Records for the task

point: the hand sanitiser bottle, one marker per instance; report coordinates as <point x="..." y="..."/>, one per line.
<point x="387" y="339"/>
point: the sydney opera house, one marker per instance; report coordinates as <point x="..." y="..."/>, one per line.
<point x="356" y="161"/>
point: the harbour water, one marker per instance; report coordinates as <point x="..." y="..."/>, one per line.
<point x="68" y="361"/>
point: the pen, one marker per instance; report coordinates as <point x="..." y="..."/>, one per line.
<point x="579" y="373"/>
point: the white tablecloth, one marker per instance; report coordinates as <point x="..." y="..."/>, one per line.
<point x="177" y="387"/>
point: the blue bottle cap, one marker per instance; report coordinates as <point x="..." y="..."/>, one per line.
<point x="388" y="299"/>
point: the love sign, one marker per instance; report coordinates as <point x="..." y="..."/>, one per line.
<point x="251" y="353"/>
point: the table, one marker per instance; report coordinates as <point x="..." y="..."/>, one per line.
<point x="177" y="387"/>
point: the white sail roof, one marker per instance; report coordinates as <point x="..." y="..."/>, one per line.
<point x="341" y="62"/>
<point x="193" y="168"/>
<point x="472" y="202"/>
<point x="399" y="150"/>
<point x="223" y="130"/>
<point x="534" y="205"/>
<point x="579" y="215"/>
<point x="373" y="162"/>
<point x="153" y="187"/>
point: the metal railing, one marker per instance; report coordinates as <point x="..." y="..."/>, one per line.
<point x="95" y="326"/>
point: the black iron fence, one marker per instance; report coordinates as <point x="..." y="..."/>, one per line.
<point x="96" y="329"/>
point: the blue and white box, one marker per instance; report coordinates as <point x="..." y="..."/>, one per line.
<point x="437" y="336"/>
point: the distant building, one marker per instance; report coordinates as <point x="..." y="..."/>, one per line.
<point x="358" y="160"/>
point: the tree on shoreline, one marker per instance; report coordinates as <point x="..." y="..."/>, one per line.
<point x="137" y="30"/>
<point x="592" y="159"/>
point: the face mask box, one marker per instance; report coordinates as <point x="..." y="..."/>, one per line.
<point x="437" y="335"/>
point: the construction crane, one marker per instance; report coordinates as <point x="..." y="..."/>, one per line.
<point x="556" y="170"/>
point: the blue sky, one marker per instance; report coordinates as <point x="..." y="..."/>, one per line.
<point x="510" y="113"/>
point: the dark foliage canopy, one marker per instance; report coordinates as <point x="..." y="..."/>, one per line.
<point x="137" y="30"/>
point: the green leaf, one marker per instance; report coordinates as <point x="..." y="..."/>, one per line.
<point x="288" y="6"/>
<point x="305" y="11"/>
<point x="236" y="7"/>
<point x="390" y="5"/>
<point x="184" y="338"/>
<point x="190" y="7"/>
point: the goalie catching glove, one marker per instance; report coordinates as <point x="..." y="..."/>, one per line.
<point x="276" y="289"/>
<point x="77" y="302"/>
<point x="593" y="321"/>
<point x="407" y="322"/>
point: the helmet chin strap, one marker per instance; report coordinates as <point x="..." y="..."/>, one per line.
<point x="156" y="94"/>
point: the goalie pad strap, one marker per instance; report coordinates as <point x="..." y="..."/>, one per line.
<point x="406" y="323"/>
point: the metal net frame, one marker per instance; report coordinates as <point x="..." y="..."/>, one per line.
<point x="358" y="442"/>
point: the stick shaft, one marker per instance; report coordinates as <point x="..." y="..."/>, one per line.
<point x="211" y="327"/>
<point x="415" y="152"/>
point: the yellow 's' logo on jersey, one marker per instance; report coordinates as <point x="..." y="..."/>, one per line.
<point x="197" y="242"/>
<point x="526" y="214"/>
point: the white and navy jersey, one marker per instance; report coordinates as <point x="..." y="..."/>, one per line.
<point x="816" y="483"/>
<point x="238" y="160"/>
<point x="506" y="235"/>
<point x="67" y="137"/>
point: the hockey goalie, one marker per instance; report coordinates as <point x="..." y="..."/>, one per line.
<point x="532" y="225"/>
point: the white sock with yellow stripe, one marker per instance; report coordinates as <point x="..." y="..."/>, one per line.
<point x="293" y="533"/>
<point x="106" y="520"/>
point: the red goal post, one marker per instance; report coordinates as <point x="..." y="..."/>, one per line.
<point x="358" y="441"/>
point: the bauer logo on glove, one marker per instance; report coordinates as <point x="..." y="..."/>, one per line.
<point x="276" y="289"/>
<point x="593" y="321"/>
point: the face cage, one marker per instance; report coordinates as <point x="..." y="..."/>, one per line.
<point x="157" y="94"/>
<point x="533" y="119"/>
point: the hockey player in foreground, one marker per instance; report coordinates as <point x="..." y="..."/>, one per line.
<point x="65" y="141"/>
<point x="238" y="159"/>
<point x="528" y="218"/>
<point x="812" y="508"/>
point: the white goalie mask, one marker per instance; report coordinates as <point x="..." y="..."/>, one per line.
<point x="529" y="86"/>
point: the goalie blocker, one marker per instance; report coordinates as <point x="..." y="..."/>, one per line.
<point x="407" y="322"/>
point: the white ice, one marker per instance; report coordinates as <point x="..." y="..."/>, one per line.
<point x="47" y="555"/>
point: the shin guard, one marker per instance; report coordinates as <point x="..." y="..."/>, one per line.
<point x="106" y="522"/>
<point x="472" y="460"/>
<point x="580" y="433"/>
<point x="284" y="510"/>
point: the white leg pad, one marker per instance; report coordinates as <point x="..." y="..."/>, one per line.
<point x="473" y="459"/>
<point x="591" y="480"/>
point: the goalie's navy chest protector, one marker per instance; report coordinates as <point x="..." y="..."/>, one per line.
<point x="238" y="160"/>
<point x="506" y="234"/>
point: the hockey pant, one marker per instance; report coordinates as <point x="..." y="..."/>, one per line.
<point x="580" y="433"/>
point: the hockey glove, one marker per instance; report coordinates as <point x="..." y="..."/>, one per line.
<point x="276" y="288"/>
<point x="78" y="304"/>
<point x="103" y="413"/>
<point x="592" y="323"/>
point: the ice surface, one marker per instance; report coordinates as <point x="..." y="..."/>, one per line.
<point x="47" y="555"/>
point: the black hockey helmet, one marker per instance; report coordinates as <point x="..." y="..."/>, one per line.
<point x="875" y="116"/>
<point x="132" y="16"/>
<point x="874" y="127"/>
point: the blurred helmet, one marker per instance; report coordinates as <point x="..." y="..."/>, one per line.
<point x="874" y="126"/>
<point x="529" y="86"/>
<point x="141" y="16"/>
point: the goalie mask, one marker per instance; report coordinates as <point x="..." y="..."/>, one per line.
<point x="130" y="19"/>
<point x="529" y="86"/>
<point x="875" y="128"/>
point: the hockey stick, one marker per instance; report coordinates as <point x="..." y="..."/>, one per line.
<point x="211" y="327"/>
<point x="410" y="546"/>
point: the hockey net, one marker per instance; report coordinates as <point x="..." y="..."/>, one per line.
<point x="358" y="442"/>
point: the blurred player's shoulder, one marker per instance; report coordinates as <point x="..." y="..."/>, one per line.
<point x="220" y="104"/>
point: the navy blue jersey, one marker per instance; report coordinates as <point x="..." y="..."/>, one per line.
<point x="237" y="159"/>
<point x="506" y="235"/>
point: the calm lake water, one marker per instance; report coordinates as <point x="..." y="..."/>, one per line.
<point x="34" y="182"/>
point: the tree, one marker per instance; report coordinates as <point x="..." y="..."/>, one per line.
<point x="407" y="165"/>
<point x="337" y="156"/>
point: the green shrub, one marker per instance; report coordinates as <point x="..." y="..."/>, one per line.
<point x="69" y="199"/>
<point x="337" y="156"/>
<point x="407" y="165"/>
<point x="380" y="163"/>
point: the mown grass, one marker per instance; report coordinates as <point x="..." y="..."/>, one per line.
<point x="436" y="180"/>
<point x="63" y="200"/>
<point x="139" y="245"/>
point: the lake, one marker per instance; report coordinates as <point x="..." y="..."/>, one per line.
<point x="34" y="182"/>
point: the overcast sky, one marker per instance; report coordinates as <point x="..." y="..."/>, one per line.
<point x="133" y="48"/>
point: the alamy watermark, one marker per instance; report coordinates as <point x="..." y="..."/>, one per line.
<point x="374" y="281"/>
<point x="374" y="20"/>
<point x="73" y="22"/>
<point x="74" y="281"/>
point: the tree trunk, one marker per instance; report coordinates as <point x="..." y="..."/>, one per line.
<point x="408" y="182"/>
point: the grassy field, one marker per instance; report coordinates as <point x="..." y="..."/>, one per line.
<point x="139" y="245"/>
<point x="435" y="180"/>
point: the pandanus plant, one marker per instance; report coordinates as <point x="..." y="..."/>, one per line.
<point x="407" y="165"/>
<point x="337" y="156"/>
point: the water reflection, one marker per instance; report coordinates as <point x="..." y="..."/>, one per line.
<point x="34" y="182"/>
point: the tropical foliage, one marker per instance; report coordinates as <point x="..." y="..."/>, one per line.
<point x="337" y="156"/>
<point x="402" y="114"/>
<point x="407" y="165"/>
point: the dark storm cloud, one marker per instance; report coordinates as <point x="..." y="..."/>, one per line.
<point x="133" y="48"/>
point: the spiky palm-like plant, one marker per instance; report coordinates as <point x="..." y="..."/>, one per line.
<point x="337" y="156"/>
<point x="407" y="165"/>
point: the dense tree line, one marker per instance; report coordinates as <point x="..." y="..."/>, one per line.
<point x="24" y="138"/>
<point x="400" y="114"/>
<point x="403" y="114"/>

Exercise brief
Please rewrite the records from the line with "point: the pandanus" up to and including the last line, changing "dark storm cloud" to "gray storm cloud" and leaving everything else as it is.

Task output
point: the pandanus plant, one marker per instance; report coordinates as <point x="..." y="..."/>, one per line.
<point x="407" y="165"/>
<point x="337" y="156"/>
point: the water reflection, one marker per instance; report coordinates as <point x="..." y="..."/>, one per line.
<point x="34" y="182"/>
point: the tropical foliage, one marker per instance; report coordinates as <point x="..." y="..."/>, one per line.
<point x="337" y="156"/>
<point x="402" y="114"/>
<point x="407" y="165"/>
point: the gray storm cloud, one marker per instance; report coordinates as <point x="..." y="..."/>, one per line.
<point x="133" y="48"/>
point: the spiky palm-like plant, one marker per instance; report coordinates as <point x="..." y="..."/>, one per line.
<point x="337" y="156"/>
<point x="407" y="165"/>
point: the dense tree line, one marker per instance; report coordinates as <point x="..." y="..."/>, one per line.
<point x="24" y="138"/>
<point x="400" y="114"/>
<point x="403" y="114"/>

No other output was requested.